[Rows from a box labeling dataset]
┄┄┄┄┄┄

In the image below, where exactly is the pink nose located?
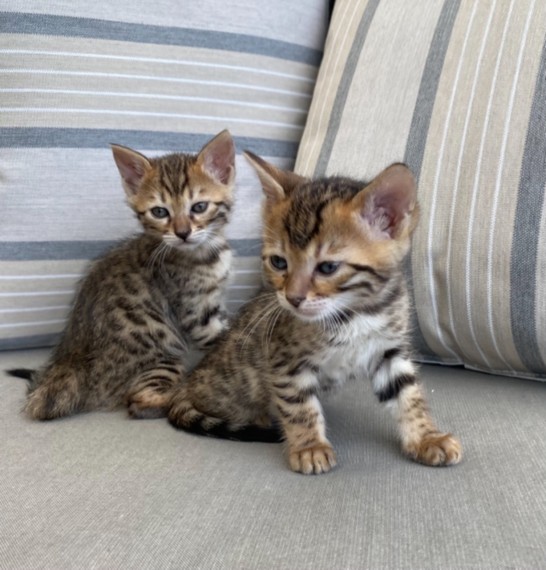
[286,296,305,309]
[176,230,191,241]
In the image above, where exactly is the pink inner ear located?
[201,135,235,184]
[112,146,149,191]
[119,157,145,187]
[204,153,233,184]
[361,170,415,238]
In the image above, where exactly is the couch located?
[0,0,546,570]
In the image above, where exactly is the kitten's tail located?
[6,368,36,384]
[169,389,283,443]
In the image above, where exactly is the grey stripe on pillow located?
[0,12,322,65]
[510,36,546,373]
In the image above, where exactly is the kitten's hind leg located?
[23,364,85,420]
[372,356,463,466]
[126,362,185,419]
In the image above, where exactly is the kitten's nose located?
[176,230,191,241]
[286,296,305,309]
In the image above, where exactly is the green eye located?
[191,202,209,214]
[317,261,339,275]
[150,206,169,219]
[269,255,288,271]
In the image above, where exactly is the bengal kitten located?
[169,152,462,474]
[11,131,235,420]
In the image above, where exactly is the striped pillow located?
[0,0,328,349]
[296,0,546,378]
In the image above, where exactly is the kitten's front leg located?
[372,351,463,466]
[273,373,336,475]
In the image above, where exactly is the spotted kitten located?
[11,131,235,420]
[169,153,462,473]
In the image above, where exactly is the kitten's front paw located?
[288,443,336,475]
[404,433,463,467]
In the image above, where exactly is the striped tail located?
[6,368,36,382]
[169,389,283,443]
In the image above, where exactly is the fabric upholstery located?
[0,351,546,570]
[296,0,546,379]
[0,0,329,348]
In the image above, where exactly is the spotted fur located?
[169,153,461,473]
[13,131,235,420]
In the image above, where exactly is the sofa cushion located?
[0,0,328,348]
[296,0,546,378]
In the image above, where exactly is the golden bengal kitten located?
[11,131,235,420]
[169,152,462,473]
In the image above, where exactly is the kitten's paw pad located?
[289,444,336,475]
[127,402,168,420]
[407,433,463,467]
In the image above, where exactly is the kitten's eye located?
[269,255,288,271]
[317,261,339,275]
[150,206,169,219]
[191,202,209,214]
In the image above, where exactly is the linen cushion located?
[296,0,546,378]
[0,0,329,349]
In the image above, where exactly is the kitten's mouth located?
[283,302,324,321]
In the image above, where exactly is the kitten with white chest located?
[169,153,462,474]
[11,131,235,420]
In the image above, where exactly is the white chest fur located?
[313,315,395,388]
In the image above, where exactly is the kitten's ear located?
[110,144,152,196]
[243,150,307,202]
[197,129,235,186]
[353,163,418,239]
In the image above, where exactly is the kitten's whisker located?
[239,298,277,350]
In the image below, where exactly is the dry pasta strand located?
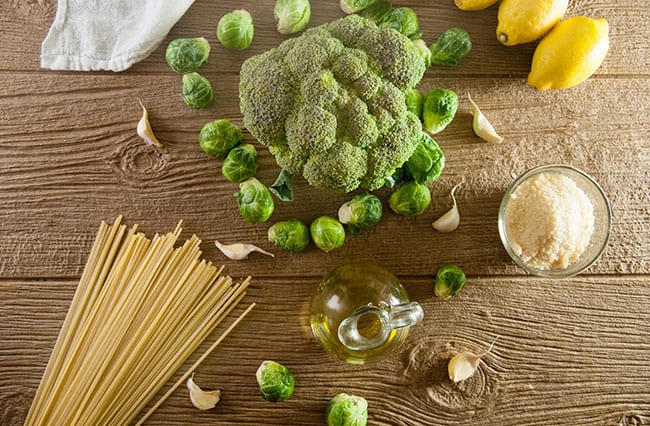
[25,216,255,425]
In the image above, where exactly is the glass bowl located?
[498,164,612,278]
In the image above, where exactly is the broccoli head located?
[239,15,426,192]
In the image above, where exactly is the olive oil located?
[309,262,422,364]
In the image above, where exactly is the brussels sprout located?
[255,361,294,402]
[422,88,458,133]
[403,132,445,183]
[217,9,254,50]
[325,393,368,426]
[165,37,210,74]
[269,169,293,201]
[268,219,309,251]
[273,0,311,34]
[388,181,431,216]
[384,167,404,188]
[379,7,422,39]
[338,193,382,235]
[339,0,377,15]
[358,0,393,25]
[404,89,424,119]
[199,120,242,158]
[433,265,467,300]
[221,143,257,182]
[309,216,345,253]
[429,28,472,66]
[183,72,214,109]
[235,178,275,223]
[413,38,432,68]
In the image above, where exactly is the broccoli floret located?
[339,98,379,148]
[268,144,309,176]
[240,15,426,192]
[300,70,340,106]
[332,49,368,82]
[302,142,368,192]
[361,112,422,191]
[239,51,296,145]
[352,69,383,101]
[286,105,337,156]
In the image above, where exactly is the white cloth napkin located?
[41,0,194,71]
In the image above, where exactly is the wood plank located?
[0,276,650,426]
[0,73,650,278]
[0,0,650,76]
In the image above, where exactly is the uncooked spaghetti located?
[25,217,249,425]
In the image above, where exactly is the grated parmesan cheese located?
[505,173,595,270]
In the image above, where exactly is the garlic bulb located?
[214,241,275,260]
[187,374,221,410]
[136,99,163,148]
[467,93,503,142]
[447,339,496,383]
[432,182,463,232]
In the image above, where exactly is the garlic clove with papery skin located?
[447,352,481,383]
[214,241,275,260]
[447,336,499,383]
[136,99,163,148]
[432,182,463,232]
[187,374,221,410]
[467,93,503,142]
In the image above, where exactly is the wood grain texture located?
[0,277,650,425]
[0,0,650,426]
[0,74,650,278]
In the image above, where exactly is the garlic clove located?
[447,352,481,383]
[432,182,463,232]
[214,241,275,260]
[187,374,221,410]
[447,336,499,383]
[136,99,163,148]
[467,93,503,142]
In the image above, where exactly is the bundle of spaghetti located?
[25,217,250,425]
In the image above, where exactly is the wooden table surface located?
[0,0,650,425]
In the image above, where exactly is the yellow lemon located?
[497,0,569,46]
[454,0,499,10]
[528,16,609,90]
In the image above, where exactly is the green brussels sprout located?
[165,37,210,74]
[268,219,309,251]
[221,143,257,182]
[433,265,467,300]
[234,178,275,223]
[325,393,368,426]
[273,0,311,34]
[339,0,377,15]
[403,132,445,183]
[309,216,345,253]
[379,7,421,39]
[422,88,458,134]
[384,167,404,188]
[413,38,432,68]
[388,181,431,216]
[358,0,393,25]
[338,193,382,235]
[183,72,214,109]
[269,169,293,201]
[404,88,424,118]
[199,120,243,158]
[255,361,294,402]
[217,9,254,50]
[429,28,472,66]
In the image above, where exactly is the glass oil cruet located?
[309,262,424,364]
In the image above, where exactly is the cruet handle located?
[338,302,424,351]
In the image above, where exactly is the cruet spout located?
[338,302,424,351]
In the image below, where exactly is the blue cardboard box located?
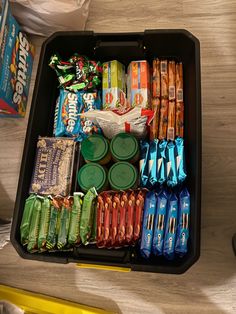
[0,0,34,117]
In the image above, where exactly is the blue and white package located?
[152,190,168,255]
[175,137,187,182]
[157,140,167,184]
[139,140,149,187]
[166,141,178,187]
[163,193,178,260]
[148,139,159,187]
[140,192,157,258]
[54,89,101,141]
[175,188,190,256]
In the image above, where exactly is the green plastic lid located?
[110,133,139,161]
[108,161,138,190]
[77,163,107,191]
[81,134,109,162]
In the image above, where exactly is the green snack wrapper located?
[80,187,97,245]
[68,192,84,245]
[46,198,61,250]
[38,197,51,251]
[27,195,43,253]
[57,197,71,250]
[20,194,36,245]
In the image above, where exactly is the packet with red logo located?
[127,60,151,109]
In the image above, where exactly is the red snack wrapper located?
[133,191,144,241]
[125,192,135,244]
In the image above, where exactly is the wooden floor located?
[0,0,236,314]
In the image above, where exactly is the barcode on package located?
[169,85,175,100]
[161,61,167,74]
[167,127,175,141]
[177,88,184,101]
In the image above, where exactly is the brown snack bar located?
[125,192,135,244]
[159,60,169,140]
[29,137,75,196]
[175,63,184,137]
[150,59,161,140]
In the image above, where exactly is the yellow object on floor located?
[0,285,109,314]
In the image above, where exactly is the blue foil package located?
[175,188,190,256]
[139,140,149,187]
[163,193,178,260]
[166,141,178,187]
[157,140,167,184]
[54,89,101,141]
[175,137,187,182]
[148,139,159,187]
[140,192,157,258]
[152,190,168,255]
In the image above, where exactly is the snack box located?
[0,0,34,118]
[11,30,202,274]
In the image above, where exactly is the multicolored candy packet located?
[166,141,178,187]
[152,190,168,255]
[80,187,97,245]
[140,191,157,259]
[139,140,149,187]
[20,194,36,245]
[68,192,84,245]
[175,188,190,257]
[163,193,178,260]
[157,140,167,184]
[148,139,159,187]
[175,137,187,182]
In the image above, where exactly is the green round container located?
[110,133,139,163]
[108,161,138,190]
[77,162,108,192]
[81,134,111,165]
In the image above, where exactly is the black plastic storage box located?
[11,30,202,274]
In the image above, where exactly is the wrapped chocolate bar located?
[20,194,36,245]
[175,63,184,137]
[80,188,97,245]
[157,140,167,184]
[139,140,149,187]
[175,137,187,182]
[140,192,157,258]
[152,190,168,255]
[163,193,178,260]
[148,139,159,187]
[175,188,190,256]
[166,141,178,187]
[29,137,75,196]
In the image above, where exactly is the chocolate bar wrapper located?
[140,192,157,259]
[175,137,187,182]
[139,140,149,187]
[148,139,159,187]
[157,140,167,184]
[29,137,75,196]
[175,188,190,257]
[166,141,178,187]
[152,190,168,255]
[175,63,184,137]
[163,193,178,260]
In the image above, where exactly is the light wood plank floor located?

┄┄┄┄┄┄

Revise everything from the line containing "In the image above, where exactly is the kitten's ear" down to the line containing "[309,262,422,364]", replacing "broccoli head" with "broccoli crown" and leaving all else unchanged. Omit the pictures from your answer.

In the image above, where exactly is the kitten's ear located?
[110,144,152,196]
[243,150,307,202]
[197,129,235,186]
[353,163,418,239]
In the image above, where exactly is the kitten's whisker located?
[239,298,277,350]
In the image below, where exactly is the dry pasta strand located?
[25,216,255,425]
In the image above, where exactly is the glass bowl located?
[498,164,612,278]
In the image above, where exactly is the broccoli crown located?
[239,15,426,192]
In the image above, where exactly is the olive oil located?
[309,262,422,364]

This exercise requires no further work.